▸ **Work task**: Print the data below exactly, but only the lines from the one containing "Query: green soap in dispenser" down to the one containing "Query: beige wall", inclusive.
┌─ Input records
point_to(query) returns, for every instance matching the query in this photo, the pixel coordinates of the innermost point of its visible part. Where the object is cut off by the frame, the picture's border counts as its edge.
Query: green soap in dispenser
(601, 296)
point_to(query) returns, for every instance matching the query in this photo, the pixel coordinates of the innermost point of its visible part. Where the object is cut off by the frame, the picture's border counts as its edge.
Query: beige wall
└─
┌─ Input records
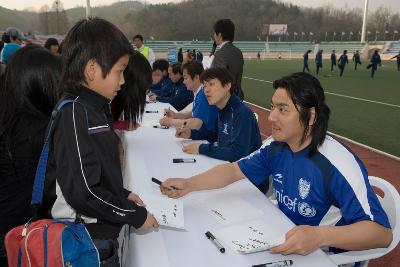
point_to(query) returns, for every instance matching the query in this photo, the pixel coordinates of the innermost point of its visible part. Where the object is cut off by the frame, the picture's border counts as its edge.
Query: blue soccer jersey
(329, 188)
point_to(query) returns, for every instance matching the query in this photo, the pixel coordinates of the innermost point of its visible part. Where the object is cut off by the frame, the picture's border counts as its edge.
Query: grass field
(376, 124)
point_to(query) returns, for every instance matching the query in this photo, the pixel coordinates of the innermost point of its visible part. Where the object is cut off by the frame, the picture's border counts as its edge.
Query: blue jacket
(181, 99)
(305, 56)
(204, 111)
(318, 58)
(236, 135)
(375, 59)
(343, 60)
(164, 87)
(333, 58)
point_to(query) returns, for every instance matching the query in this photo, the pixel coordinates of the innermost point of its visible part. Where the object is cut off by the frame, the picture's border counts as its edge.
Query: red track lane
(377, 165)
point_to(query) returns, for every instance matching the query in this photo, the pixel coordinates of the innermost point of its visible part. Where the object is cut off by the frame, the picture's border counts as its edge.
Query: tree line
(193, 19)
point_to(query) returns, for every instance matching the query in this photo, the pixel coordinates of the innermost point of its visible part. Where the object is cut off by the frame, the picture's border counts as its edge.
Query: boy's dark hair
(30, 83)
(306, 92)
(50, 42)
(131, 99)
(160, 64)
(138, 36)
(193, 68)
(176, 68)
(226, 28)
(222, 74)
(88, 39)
└─
▸ **Solution for this exercise**:
Query: green soap in dispenser
(601, 296)
point_to(query) returns, for every instance matching the query in this photo, the pixel coordinates of the innermost point of its visible part. Where the object is cut off by the frame, the picture's border counts as its edge.
Query: beige wall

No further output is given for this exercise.